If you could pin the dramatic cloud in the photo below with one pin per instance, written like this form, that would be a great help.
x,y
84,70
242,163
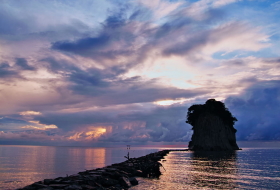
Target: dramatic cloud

* * * * *

What you will do: Pull out every line of the listing above word for word, omitting the picture.

Complete output:
If you could pin the dramatic cloud in the photo below with one pin per instance, written like this form, that would be a great help.
x,y
84,70
242,163
Target: dramatic cloud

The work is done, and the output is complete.